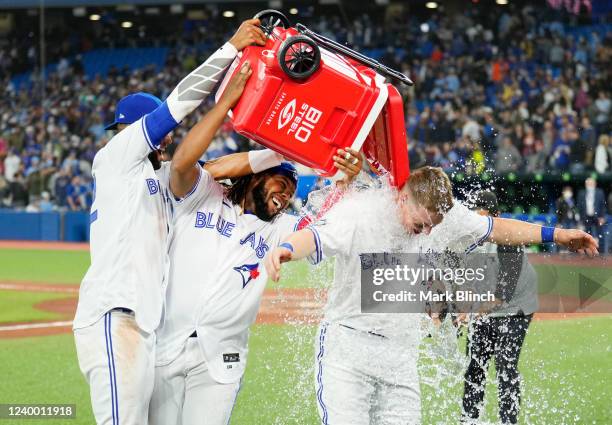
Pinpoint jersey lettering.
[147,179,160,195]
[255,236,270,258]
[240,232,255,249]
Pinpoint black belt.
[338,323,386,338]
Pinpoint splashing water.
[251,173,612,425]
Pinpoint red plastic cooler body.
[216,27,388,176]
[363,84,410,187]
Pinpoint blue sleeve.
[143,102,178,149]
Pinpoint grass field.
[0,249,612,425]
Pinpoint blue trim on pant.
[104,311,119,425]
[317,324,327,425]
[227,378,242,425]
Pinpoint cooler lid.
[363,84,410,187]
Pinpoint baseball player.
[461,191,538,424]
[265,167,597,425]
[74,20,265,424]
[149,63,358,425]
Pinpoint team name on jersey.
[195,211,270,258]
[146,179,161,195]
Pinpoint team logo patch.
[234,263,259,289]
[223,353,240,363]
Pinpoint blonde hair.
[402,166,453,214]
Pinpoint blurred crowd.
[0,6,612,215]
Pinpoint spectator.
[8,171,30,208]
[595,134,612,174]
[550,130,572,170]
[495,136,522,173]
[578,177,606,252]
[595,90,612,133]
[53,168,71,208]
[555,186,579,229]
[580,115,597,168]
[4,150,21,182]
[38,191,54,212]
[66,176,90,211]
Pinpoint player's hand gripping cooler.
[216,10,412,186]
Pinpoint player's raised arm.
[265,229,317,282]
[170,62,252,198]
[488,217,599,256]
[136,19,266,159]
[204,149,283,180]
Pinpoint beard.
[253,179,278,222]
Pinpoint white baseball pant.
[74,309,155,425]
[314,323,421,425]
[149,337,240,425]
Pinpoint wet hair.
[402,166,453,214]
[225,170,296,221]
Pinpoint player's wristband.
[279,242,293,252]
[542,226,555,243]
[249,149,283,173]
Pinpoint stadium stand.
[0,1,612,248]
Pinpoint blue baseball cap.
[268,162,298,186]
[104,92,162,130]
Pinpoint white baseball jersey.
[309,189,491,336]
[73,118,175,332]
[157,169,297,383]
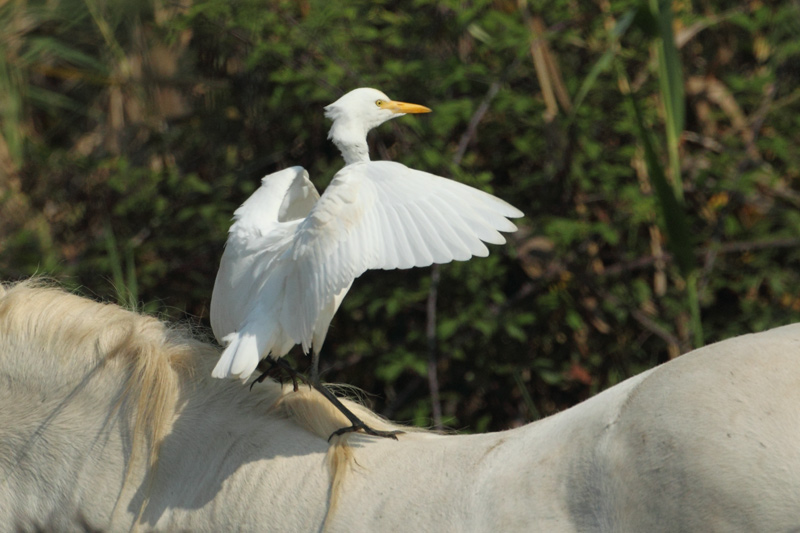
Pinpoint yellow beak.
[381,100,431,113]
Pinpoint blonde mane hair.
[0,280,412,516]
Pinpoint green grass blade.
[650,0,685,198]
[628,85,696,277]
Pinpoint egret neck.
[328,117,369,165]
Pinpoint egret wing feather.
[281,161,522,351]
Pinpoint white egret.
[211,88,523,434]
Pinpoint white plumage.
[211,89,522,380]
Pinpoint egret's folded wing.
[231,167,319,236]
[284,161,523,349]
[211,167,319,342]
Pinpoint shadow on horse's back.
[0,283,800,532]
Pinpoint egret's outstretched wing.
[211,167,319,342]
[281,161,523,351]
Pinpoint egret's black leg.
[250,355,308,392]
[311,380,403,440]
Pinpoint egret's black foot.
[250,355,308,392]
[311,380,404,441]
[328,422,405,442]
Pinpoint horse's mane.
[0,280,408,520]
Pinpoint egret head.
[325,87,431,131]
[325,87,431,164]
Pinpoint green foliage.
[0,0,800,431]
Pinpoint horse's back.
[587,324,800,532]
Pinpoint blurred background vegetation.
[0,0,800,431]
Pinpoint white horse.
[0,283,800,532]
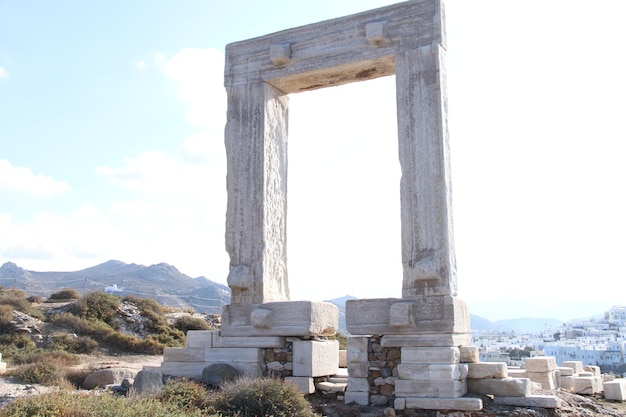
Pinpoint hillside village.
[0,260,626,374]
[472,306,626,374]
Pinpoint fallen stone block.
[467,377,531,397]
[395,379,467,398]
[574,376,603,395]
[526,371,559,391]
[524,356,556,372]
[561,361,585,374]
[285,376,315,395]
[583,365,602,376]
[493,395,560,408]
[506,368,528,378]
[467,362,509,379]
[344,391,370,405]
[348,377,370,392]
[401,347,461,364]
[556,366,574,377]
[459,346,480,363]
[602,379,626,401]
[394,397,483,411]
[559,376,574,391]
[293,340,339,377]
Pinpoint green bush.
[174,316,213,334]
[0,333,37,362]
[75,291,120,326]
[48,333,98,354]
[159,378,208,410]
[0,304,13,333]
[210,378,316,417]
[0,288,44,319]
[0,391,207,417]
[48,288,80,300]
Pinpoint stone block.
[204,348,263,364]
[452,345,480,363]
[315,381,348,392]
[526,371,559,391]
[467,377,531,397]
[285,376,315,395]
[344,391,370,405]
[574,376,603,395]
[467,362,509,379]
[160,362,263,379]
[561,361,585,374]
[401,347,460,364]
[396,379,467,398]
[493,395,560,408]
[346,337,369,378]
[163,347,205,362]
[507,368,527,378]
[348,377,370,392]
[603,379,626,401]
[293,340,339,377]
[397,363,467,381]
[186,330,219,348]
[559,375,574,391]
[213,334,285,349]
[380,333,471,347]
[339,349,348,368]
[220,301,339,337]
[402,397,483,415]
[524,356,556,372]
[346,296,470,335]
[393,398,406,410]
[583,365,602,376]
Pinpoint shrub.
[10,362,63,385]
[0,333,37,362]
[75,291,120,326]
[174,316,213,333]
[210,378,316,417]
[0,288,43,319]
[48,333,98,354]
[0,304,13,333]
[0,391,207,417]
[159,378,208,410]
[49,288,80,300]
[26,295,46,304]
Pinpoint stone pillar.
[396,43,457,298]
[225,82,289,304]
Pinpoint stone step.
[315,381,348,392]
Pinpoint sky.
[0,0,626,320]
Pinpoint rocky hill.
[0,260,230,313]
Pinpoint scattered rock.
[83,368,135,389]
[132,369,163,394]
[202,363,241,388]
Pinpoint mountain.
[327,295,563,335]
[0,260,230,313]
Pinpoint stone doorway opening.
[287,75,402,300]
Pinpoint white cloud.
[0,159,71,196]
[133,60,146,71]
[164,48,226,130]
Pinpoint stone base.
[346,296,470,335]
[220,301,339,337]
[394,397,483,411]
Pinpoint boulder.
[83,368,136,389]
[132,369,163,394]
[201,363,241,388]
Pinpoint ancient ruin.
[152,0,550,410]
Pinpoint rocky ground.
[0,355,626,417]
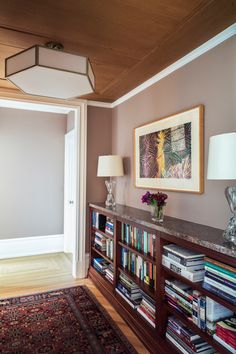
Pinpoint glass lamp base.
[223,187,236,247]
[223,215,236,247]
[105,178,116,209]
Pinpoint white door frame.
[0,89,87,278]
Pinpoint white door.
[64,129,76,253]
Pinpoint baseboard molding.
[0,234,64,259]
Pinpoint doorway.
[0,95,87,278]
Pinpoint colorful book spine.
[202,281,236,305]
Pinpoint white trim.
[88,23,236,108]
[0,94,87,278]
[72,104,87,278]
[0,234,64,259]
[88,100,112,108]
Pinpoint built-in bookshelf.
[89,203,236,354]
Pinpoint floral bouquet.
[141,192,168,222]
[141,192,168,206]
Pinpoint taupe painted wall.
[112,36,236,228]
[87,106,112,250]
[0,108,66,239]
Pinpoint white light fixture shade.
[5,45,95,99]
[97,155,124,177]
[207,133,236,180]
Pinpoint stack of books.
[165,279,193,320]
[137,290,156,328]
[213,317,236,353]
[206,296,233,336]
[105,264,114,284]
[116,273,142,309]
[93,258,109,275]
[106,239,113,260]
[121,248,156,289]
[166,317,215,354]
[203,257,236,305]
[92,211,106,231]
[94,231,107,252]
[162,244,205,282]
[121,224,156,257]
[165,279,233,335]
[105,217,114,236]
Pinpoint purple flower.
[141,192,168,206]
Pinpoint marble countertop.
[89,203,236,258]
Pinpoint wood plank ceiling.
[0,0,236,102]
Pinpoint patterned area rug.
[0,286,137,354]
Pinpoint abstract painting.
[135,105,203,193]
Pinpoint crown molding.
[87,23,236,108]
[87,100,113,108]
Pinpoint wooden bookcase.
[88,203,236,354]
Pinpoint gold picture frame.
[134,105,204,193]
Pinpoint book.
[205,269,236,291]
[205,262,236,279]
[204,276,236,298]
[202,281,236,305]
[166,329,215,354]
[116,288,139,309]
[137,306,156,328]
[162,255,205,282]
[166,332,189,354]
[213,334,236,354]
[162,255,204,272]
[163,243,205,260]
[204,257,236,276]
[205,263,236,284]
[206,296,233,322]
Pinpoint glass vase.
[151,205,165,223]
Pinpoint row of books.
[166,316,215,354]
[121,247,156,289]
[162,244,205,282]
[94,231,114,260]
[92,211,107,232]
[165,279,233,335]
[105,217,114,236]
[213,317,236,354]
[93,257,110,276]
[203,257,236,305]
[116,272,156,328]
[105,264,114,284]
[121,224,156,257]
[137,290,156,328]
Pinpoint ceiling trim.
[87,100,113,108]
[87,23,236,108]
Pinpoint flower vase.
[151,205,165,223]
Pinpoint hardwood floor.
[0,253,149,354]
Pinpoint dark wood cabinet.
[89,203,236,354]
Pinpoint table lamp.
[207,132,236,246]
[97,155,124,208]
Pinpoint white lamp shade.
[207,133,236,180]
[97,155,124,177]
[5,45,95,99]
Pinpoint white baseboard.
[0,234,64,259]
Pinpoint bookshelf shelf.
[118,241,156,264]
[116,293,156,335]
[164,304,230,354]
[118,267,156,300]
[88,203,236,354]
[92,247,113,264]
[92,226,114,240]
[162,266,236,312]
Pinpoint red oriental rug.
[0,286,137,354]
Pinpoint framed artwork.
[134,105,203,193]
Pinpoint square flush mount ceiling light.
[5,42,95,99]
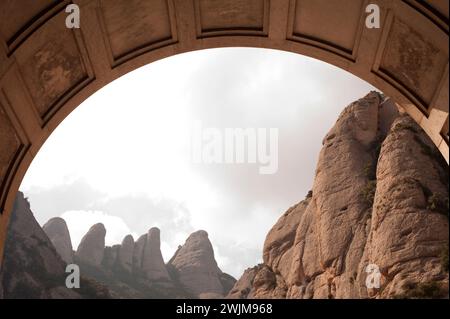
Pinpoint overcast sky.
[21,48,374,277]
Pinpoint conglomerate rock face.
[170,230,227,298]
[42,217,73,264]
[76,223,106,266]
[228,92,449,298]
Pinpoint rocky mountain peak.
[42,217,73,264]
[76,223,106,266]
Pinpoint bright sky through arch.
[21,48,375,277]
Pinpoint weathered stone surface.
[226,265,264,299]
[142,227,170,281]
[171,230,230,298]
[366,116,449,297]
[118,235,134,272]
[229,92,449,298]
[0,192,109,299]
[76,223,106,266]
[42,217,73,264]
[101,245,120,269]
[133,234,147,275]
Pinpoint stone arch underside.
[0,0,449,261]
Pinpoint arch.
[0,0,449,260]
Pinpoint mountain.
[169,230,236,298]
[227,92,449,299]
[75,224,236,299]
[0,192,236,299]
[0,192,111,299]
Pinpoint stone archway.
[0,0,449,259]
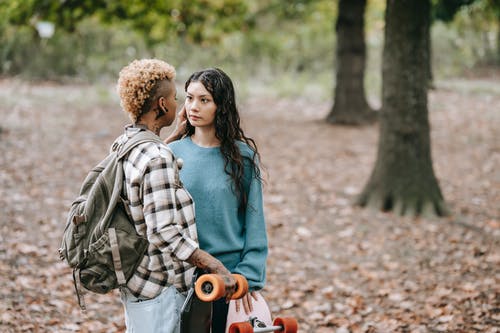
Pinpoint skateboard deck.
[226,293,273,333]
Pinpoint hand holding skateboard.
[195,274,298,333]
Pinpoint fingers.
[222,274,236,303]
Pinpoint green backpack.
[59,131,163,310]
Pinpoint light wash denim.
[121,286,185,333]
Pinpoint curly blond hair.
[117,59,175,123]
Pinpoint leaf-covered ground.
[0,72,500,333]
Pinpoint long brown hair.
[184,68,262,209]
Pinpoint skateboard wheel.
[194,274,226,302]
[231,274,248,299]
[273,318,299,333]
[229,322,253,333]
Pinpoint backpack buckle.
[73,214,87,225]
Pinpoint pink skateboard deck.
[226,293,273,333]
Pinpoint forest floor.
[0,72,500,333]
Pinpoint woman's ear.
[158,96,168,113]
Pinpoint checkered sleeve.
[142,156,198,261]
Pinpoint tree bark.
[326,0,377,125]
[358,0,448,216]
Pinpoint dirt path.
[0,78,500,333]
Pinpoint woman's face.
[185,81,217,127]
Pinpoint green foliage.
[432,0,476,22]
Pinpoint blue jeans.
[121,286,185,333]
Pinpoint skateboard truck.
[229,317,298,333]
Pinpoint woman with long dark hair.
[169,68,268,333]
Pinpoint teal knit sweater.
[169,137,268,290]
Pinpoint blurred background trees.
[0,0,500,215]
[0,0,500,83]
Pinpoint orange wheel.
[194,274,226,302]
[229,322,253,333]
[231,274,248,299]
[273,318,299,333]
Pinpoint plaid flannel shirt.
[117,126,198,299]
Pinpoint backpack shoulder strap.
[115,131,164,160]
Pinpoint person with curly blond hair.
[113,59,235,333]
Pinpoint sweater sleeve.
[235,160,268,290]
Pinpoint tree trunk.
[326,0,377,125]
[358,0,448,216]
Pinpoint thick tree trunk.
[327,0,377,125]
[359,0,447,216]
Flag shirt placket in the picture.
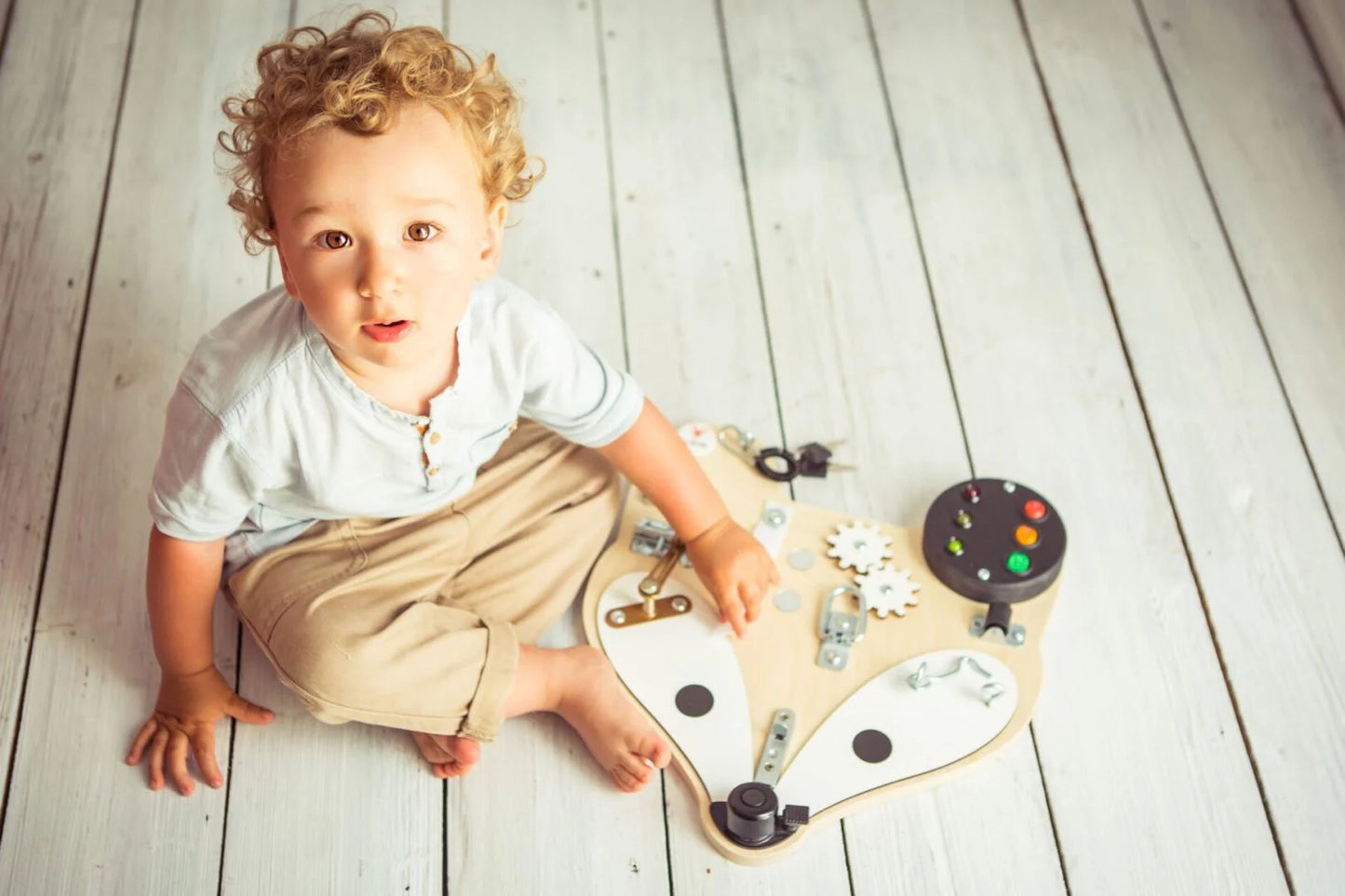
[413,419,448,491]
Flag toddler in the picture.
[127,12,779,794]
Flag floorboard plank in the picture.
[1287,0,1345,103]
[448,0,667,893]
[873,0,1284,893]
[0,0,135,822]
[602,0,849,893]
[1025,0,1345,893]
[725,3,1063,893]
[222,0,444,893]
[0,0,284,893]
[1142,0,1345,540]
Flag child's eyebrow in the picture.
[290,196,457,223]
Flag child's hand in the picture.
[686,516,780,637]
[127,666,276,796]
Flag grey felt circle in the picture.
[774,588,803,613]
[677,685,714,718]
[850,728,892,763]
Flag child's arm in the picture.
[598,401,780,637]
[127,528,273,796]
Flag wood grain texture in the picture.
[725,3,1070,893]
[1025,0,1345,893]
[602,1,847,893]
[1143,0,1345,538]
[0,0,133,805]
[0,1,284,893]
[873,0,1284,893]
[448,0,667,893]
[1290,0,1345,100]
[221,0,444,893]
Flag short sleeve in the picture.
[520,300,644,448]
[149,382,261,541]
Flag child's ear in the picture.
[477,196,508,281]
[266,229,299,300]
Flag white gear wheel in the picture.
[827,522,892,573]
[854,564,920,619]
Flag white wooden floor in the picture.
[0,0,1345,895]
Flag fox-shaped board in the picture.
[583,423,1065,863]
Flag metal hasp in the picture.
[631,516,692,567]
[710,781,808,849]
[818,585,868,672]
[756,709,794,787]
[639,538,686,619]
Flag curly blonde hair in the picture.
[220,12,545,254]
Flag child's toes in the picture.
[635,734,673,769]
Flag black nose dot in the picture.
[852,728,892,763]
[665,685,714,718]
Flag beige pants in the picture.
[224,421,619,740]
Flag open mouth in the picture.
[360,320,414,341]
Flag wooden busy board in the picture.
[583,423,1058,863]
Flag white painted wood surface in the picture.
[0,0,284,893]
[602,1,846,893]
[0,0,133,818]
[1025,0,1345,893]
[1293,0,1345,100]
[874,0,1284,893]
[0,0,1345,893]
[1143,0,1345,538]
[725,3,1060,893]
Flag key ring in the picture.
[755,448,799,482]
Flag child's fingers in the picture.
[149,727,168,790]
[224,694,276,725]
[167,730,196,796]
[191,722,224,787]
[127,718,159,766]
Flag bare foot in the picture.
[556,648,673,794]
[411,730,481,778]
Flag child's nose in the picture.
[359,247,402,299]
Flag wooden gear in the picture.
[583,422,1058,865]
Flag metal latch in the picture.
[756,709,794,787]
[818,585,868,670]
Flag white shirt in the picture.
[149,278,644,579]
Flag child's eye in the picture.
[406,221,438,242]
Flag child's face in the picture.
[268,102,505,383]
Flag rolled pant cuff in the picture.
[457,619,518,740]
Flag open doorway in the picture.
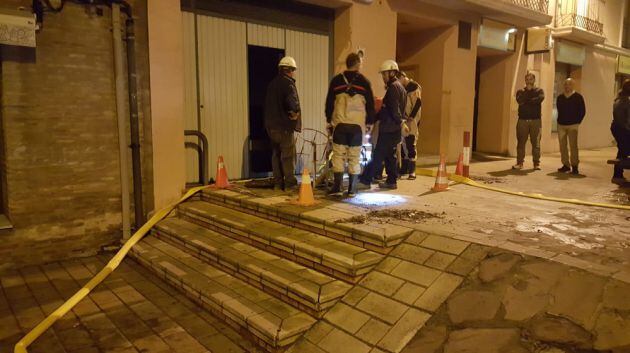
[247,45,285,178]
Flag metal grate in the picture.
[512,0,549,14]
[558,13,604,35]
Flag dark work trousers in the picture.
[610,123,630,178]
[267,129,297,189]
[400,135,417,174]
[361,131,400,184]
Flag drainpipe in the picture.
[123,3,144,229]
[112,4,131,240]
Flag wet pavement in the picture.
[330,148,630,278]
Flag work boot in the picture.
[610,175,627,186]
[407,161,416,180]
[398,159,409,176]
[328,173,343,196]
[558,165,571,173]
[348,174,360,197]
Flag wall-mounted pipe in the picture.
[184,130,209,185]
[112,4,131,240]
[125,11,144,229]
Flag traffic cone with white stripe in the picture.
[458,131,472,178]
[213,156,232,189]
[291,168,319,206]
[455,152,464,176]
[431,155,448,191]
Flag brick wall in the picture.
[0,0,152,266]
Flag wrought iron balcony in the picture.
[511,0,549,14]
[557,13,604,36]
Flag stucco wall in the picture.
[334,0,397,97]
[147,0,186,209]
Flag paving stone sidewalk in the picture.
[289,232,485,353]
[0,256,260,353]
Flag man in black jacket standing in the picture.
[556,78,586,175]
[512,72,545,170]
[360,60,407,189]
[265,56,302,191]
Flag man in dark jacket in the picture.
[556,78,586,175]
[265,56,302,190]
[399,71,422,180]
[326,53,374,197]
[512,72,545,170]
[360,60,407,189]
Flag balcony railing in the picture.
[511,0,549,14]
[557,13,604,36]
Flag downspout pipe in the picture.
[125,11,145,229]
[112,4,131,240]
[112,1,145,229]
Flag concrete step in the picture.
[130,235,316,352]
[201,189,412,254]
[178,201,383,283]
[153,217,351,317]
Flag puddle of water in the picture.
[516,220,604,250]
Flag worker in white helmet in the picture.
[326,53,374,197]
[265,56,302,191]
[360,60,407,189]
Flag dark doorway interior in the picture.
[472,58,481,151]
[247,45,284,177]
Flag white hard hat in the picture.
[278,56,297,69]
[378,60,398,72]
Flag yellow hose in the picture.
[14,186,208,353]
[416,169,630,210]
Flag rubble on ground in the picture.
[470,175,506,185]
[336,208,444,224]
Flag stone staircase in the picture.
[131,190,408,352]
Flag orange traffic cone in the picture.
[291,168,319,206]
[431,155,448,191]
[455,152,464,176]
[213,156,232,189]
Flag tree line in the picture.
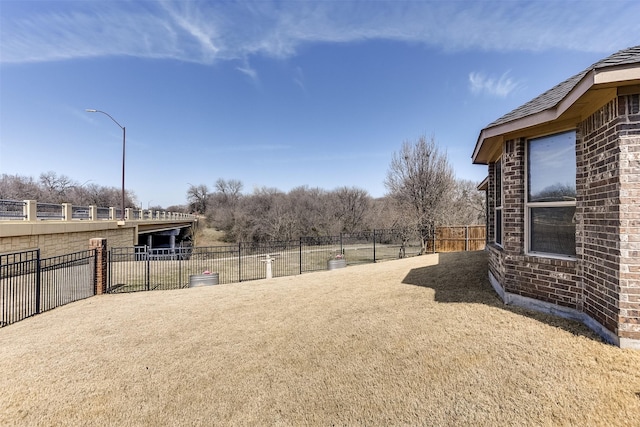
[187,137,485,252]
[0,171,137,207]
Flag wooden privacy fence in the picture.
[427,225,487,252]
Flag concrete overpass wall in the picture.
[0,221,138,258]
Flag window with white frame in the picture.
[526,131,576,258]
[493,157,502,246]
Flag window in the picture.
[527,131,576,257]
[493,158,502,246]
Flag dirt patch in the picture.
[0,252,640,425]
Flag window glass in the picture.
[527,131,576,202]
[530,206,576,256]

■ **AIM OF THE TASK**
Rewrite the listing from the line with "Flag wrought iron balcony in the picture." to the line with "[112,1,145,229]", replacing "downspout pipe" with "drain pipe" and leaving everything else unchanged.

■ **EXERCISE RESPONSE**
Flag wrought iron balcony in the picture.
[511,0,549,14]
[557,13,604,36]
Flag stucco wall in the picture.
[334,0,397,97]
[147,0,186,209]
Flag paving stone sidewalk in the picture.
[289,232,485,353]
[0,256,260,353]
Flag man in black jacket standing in the picture.
[556,78,586,175]
[512,72,545,170]
[360,60,407,189]
[265,56,302,191]
Flag man in dark jacket in the picture.
[556,78,586,175]
[265,56,302,190]
[399,71,422,180]
[326,53,374,197]
[512,72,545,170]
[360,60,407,189]
Flag balcony railing in the picture.
[511,0,549,14]
[557,13,604,36]
Flag drain pipe in the picture.
[125,11,145,229]
[112,4,131,240]
[112,1,145,229]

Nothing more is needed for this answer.